▶ **Problem statement**:
Rescale the stretch of records from the line containing "A note for the class: find the door" through the line containing "<point>502,236</point>": write out every line again, the request included, with each x,y coordinate in the answers multiplied by 2.1 and rounded to a whole number, halves rounding up. Leave the request and its format sample unchanged, and give only these lines.

____________

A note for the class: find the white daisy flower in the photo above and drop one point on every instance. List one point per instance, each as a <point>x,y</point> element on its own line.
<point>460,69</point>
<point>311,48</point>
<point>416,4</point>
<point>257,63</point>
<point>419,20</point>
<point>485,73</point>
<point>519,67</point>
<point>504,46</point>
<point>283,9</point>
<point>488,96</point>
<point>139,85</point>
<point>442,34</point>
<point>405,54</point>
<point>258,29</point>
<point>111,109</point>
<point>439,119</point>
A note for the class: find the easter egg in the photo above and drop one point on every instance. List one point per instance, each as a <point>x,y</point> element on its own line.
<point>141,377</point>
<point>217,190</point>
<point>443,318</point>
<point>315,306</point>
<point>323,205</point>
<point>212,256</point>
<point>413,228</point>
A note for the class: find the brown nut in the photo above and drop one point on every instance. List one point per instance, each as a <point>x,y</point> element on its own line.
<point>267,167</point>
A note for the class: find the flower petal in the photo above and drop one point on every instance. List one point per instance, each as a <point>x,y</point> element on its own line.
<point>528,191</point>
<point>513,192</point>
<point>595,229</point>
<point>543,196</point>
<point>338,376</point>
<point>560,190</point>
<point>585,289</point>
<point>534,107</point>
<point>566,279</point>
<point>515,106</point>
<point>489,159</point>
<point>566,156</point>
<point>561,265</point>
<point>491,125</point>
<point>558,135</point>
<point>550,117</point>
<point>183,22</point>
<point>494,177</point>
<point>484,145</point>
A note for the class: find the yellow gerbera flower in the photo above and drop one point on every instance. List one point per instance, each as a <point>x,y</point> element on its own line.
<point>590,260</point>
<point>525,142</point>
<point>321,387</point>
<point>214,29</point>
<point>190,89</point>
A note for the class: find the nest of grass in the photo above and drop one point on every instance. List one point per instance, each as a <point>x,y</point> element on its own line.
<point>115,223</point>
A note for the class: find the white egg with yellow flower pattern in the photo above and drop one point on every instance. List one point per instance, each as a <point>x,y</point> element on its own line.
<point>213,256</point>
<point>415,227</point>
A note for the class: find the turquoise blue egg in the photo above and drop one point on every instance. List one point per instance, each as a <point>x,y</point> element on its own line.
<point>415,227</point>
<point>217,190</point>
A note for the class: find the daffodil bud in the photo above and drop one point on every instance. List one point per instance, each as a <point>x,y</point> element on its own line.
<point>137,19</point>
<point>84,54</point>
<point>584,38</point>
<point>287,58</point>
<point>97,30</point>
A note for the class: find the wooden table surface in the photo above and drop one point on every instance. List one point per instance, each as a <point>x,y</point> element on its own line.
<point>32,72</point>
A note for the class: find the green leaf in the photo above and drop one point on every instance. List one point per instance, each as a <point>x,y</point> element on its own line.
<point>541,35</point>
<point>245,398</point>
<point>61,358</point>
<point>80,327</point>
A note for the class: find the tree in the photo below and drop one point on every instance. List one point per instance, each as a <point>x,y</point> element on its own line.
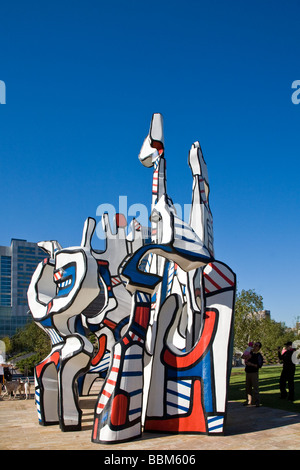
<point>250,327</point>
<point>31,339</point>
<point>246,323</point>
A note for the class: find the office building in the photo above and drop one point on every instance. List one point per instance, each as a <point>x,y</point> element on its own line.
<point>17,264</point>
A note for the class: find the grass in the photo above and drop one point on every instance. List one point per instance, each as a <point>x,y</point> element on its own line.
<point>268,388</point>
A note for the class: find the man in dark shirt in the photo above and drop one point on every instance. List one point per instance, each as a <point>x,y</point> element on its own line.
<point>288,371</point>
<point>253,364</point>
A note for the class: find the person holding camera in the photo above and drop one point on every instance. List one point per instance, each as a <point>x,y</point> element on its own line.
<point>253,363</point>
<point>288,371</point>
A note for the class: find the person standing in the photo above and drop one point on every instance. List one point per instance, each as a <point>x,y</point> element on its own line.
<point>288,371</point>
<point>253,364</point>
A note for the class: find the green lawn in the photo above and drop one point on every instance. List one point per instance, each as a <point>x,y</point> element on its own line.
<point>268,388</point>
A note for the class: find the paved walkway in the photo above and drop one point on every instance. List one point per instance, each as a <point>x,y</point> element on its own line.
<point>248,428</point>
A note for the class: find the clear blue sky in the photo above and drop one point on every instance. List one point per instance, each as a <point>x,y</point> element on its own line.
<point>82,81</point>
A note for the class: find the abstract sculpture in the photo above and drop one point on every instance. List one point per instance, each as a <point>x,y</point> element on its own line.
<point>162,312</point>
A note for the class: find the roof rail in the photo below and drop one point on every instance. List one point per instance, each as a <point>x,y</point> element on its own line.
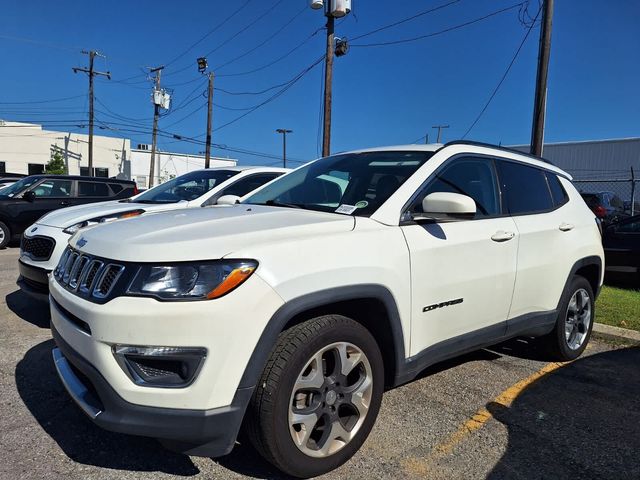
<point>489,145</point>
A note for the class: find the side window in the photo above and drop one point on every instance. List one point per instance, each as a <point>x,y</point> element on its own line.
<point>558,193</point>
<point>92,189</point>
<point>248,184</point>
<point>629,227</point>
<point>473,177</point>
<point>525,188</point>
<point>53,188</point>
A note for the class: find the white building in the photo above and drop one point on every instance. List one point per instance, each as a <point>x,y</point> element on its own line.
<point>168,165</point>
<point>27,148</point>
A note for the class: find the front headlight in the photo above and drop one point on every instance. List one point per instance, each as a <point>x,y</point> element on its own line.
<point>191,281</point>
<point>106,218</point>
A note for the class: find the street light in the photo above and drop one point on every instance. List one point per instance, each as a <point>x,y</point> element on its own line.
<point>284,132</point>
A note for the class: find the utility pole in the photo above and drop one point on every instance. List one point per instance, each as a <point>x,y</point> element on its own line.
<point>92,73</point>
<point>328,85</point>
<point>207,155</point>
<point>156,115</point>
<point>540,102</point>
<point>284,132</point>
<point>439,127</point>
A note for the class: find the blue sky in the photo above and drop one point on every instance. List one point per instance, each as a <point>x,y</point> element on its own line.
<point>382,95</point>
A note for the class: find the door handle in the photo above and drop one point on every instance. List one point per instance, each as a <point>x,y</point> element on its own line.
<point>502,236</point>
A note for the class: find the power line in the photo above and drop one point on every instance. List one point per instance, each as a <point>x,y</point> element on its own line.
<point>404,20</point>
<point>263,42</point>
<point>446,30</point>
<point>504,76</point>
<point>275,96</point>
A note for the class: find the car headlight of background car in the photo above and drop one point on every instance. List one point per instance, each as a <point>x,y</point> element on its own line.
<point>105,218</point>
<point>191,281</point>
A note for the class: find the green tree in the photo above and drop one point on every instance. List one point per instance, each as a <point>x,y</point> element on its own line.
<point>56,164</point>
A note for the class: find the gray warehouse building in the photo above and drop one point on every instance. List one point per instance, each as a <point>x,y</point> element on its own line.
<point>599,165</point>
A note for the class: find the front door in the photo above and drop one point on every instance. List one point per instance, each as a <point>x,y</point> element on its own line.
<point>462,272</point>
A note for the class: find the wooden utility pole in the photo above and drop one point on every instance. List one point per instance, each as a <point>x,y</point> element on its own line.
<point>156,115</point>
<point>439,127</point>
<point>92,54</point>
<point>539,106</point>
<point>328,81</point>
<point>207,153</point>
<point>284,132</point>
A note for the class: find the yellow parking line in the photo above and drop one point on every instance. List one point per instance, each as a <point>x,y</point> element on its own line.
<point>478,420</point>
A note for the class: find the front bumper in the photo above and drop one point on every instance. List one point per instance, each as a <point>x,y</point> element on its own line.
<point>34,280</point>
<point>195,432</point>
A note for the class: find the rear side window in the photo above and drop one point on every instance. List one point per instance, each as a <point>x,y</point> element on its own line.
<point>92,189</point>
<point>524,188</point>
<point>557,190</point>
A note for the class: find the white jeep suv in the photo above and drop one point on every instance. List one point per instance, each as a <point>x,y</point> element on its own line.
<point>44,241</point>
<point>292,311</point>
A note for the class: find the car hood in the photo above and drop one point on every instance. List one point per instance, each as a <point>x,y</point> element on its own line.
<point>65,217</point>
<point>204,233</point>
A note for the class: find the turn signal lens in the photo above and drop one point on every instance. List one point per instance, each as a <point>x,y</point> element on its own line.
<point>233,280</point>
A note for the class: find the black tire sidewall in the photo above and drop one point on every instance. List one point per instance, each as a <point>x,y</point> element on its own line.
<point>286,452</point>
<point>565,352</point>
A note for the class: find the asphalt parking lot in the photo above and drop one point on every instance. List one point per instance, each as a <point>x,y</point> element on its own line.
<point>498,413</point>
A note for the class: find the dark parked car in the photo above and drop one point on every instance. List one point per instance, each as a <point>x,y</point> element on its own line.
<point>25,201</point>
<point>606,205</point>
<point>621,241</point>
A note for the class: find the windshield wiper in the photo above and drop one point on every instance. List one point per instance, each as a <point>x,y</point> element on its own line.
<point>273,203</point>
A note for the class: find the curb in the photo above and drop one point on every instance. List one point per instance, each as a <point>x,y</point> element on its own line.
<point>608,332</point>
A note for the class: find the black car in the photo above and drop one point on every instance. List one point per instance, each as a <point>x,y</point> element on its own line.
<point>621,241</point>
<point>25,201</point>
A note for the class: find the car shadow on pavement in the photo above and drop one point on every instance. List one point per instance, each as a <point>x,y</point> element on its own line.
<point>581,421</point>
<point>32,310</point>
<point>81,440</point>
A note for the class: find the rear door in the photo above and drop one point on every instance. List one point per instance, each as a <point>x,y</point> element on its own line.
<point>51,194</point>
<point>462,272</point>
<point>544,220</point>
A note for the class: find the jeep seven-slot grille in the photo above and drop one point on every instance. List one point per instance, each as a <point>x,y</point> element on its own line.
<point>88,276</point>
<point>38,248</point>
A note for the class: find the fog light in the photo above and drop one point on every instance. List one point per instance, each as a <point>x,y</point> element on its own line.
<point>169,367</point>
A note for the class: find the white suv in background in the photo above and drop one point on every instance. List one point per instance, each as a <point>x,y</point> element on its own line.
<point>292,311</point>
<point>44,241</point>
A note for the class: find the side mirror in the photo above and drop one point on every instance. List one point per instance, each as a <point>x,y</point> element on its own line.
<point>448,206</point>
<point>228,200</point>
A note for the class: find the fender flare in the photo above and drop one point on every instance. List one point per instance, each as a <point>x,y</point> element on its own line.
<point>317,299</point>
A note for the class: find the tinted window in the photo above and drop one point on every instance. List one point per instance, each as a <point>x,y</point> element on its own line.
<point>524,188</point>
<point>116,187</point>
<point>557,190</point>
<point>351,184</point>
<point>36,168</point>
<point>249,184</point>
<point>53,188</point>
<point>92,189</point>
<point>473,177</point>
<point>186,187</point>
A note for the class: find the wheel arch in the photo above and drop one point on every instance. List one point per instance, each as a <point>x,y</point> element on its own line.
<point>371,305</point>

____________

▶ **Full output**:
A note for the class: find the door handle in the photo above and drop one point on every instance. List one point per instance, each as a <point>x,y</point> element on its own line.
<point>1054,496</point>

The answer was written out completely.